» **Given data**:
◇ ◇ ◇ ◇

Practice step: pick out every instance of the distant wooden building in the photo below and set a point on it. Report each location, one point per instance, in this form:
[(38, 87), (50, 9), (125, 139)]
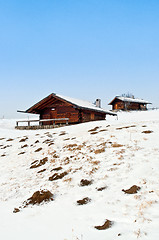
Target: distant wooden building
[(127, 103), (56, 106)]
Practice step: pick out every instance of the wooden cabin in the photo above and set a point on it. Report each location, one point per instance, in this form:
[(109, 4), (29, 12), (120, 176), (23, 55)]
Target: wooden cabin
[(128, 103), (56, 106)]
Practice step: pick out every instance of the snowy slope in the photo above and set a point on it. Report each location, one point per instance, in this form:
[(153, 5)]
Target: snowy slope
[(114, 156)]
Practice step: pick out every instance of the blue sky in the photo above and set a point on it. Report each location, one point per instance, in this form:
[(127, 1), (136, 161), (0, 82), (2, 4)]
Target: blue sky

◇ ◇ ◇ ◇

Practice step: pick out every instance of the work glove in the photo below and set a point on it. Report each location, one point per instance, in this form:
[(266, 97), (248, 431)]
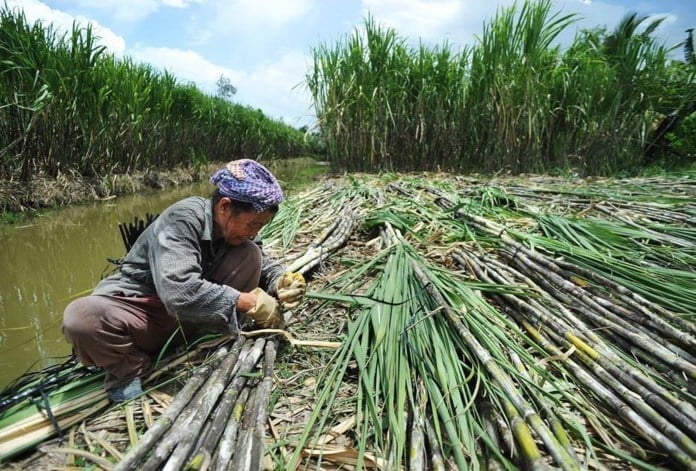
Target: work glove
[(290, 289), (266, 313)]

◇ ◇ ◇ ◇

» **Stated exercise**: Please update the rows from the line containing "Practice step: pick out every instance of the distant" down to the line containing "[(127, 103), (56, 106)]", changing "wooden building" to "timber structure" and keeping everything else the same. Leave the pictures out of your answer.

» **Correct answer**:
Practice step: pick out every instance of the distant timber structure in the photo below and set a point on it. Report each location, one point per instance, in this form:
[(38, 87), (50, 9), (125, 139)]
Target: distant timber structure
[(127, 103), (56, 106)]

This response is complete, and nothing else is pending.